Several offensive players went out of their way Thursday to to single out Weis and how invested he’s been through his juggling act.
During the celebration on the field afterward, Weis jumped into the arms of offensive lineman Patrick Kutas, who squeezed the much smaller Weis and screamed jubilantly, “We did this, nobody else.”
Weis told On3 that he’s always planned on coaching Ole Miss throughout the playoff run and was upfront about all of it with Kiffin.
“All I can tell you is that I’m coaching, and I told everybody that from the beginning,” Weis said. “These are wild times, but all worth it.”
Weis’ offense has been red-hot in the playoff. Ole Miss rolled up 473 yards against Georgia, the second most gained against the Bulldogs this season behind Tennessee’s 496 in Georgia’s 44-41 overtime win against the Vols on Sept. 13. This was also a Georgia defense that had not given up more than 10 points in any of its last four games.
Ole Miss trailed 21-12 at the half, but won the line of scrimmage battle on both sides in the second half. Chambliss wasn’t sacked in the game and completed passes to 10 different players.
On defense, Ole Miss sacked Stockton twice and limited Georgia to 39 rushing yards in the second half.
“I definitely saw it toward the middle of the third (quarter) when we kept coming, kept taking them off the field,” Harris said. “I’d already seen it in their eyes. They didn’t want to play no more.”
It wasn’t lost on anybody late Thursday that the transfer portal was opening about the time the Sugar Bowl trophy was being awarded to the Rebels. Golding said one of the best things about this team is that it continues to play and compete in the moment.
“You’ve got to have the right guys,” Golding said. “What I mean by that is they’ve got to be tough. They’ve got to be competitive. They’ve got to love football. I think you’ve got a lot of guys on other teams that don’t love football. There’s one thing about this group. They love football.”
Judge, who decided to stay at Ole Miss after receiving some head coaching interest this offseason, said it’s been heartwarming to see this team rise above all the distractions and play its best football when it counts most.
Asked if he could imagine another team enduring what Ole Miss has for the last five weeks, Judge joked, “I hope not, but I’ll tell you what. Seeing the way that they’ve stayed together as a team and seeing the way that they’ve really let their character come out has been great.”
A former NFL head coach with the New York Giants, Judge said what this team has been able to do in the face of adversity is reinforce that the game is about the players.
“Players win games, and it’s as simple as that,” Judge said. “That’s what it’s about. It’s a players’ game. We’re here to teach them, put them in the right position and give them the opportunity, but they’ve got to go out there and win.
“And that’s what they’ve been doing.”

__SHORT PROBLEM A__: In the Sugar Bowl article, how many rushing yards did Ole Miss allow Georgia in the second half?
__SHORT PROBLEM B__: Summarize the Sugar Bowl article in two sentences.
__SHORT PROBLEM C__: From the Sugar Bowl article, print the passage starting at "Asked if he" and ending at "about the players.".

__DATA SHOWN__:
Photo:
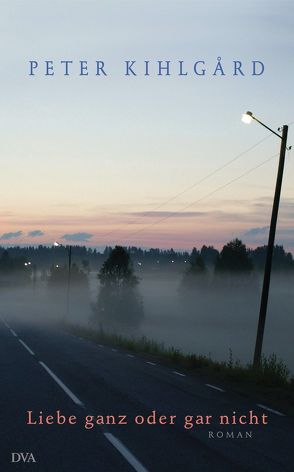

__WRITTEN RESPONSE A__: 39 rushing yards.

__WRITTEN RESPONSE B__: Ole Miss won the Sugar Bowl trophy against Georgia after trailing 21-12 at the half, with Weis's offense gaining 473 yards and the defense holding Georgia to 39 rushing yards in the second half. Golding and Judge praised the players for loving football, staying together through distractions, and showing that players win games.

__WRITTEN RESPONSE C__:
Asked if he could imagine another team enduring what Ole Miss has for the last five weeks, Judge joked, “I hope not, but I’ll tell you what. Seeing the way that they’ve stayed together as a team and seeing the way that they’ve really let their character come out has been great.”
A former NFL head coach with the New York Giants, Judge said what this team has been able to do in the face of adversity is reinforce that the game is about the players.